* _Brano scelto_:

※

IN OSPEDALE
Il “numerificio” dell’Oncologia ora apre solo alle 7
La novità dall’1 settembre per gli esami del sangue all’ambulatorio del Circolo di Varese. I pazienti tornano al vecchio: «Chi è l’ultimo?»

Non di rado, i danni si fanno con le migliori intenzioni. Se una lezione può passare a chi ogni giorno deve fare i conti con l’ondata d’invitati all’ex Grande Ballo in Mascherina – oggi, salvo influenze o malattie respiratorie, aperto a volti denudati nel proprio dolore più o meno dissimulato – è proprio questo: la toppa può rivelarsi peggiore del buco. Nel caso, il buco ha preso forma, proprio ieri – lunedì 1 settembre – e di un avviso plastificato, all’ingresso dell’Ambulatorio dell’Oncologia, terzo piano dell’ala vecchia dell’ospedale di Circolo di Varese. E riguarda il distributore di biglietti numerati progressivamente per ordinare le chiamate ai prelievi di sangue che, di solito, anticipano di un giorno le terapie oncologiche.
Qui ogni giorno, ben prima delle 7.20, orario d’apertura della porta, risalgono scale impegnative o s’affidano a un ascensore che a Napoli sarebbe già stato bandito per questioni scaramantiche (è il 47...) manda lamenti metallici già a metà corsa, decine di pazienti, spesso accompagnati da parenti o amici. Ovvio che si formino «affollamenti»: chi si siede sulle scale, chi s’appoggia al muro, chi, per evitarsi l’esperienza dell’attesa in precario equilibrio – non bastasse la salute precaria – stacca di buon’ora il biglietto numerato e se ne ritorna in auto, per evitare di condividere l’attesa di gruppo in uno spazio che definire inospitale (alla faccia dell’etimo) è un affronto all’eufemismo.
Dunque, da ieri mattina, «per evitare tali affollamenti» qualcuno ha ritenuto una mossa strategica, svuotare la biglietteria fai-da-te e di farla riempire alle 7 in punto (e fino alle 8.30), in modo tale da scoraggiare la presenza di chi, già dalle 6.30, se non prima, si muniva del prezioso tagliandino. Non per italica furbizia ma per evitarsi la fatica di una coda, che al confronto quella alle Poste è una passeggiata all’aria aperta: al Gran Ballo di cui sopra, vale la pena di ricordarlo, sono invitati, obtorto collo, anche anziani e lavoratori per non dire pazienti che arrivano da fuori città. Il «rimedio» di far trovare vuoto il distributore manuale di numeri, però, ha sortito solo l’effetto opposto: i numeri – seppure con massimo contegno e concessione salace a un minimo d’ironia – li hanno dati i pazienti in attesa: «Chi è l’ultimo?» è stata la domanda più gettonata e fino alla scorsa settimana resa evitabile proprio dal numerino di carta.

※

Continua, per favore, l'articolo sul distributore di numeri dell'Oncologia di Varese a partire dall'ultima frase riportata. Questi dati provengono da un'altra fonte.

[Dati archiviati]
※

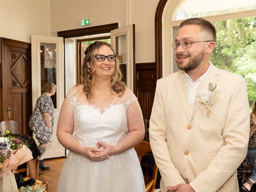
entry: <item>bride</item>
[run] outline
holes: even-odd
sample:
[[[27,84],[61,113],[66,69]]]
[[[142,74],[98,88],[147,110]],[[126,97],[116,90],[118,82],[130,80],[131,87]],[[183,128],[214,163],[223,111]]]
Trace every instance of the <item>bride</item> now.
[[[70,152],[57,192],[144,192],[133,148],[145,131],[137,98],[121,81],[110,45],[96,41],[85,54],[82,83],[70,91],[60,110],[57,136]]]

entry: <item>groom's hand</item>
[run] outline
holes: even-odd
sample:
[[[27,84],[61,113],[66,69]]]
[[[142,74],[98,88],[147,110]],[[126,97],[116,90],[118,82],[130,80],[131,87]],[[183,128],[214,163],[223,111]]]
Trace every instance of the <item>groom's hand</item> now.
[[[175,192],[195,192],[189,184],[180,184],[175,186],[167,186],[167,190]]]

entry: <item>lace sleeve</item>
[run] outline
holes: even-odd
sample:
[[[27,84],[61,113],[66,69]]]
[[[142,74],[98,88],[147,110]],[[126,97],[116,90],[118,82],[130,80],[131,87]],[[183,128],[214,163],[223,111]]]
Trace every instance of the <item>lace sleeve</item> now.
[[[72,107],[73,107],[73,109],[74,109],[78,105],[80,104],[76,99],[76,97],[72,96],[71,95],[68,95],[67,96],[67,98],[68,98],[70,100],[70,104],[71,104]]]
[[[133,94],[133,96],[131,98],[128,99],[125,103],[125,106],[126,107],[126,109],[127,109],[129,106],[132,104],[134,102],[136,101],[137,100],[137,98],[135,95]]]

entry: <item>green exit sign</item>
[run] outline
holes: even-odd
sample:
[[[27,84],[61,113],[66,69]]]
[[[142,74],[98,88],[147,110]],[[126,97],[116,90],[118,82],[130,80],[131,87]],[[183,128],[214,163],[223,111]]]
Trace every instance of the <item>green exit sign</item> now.
[[[84,20],[81,20],[80,24],[81,26],[90,25],[91,24],[91,20],[90,19],[85,19]]]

※

* _Risultato dell'esercizio_:
Alla fine, solo l’autodisciplina esemplare ma affatto sorprendente (fate i conti con un tumore eppoi vedrete se non vi passano le paturnie da nevrosi) ha evitato che la situazione degenerasse in scatti di rabbia. Che fra l’altro si sarebbero diretti contro l’unica creatura innocente la quale, puntualissima, alle 7, non solo s’è presentata per caricare il numerificio ma è pure rimasta chiusa fuori per una dimenticanza in guisa di chiave. Qualcuno, per alleviare la tensione e pensando a un ingiusto contrappasso, le ha pure sussurrato: «Ma che fa, adesso, prende anche lei il numerino?».
Stessa scenetta per un’altra infermiera, che trasportava un carrello di farmaci (colpa d’un frigorifero del reparto fuori uso) e costretta ad attendere le 7.20, quando all’ingresso dell’Ambulatorio c’era il solito affollamento. E, per fortuna, appena oltre, il sorriso che scalda degli Angeli della Terapia: quelli che hanno il volto senza maschera delle infermiere. E che non guardano l’orologio per mettere i pazienti in fila come fossero numeri.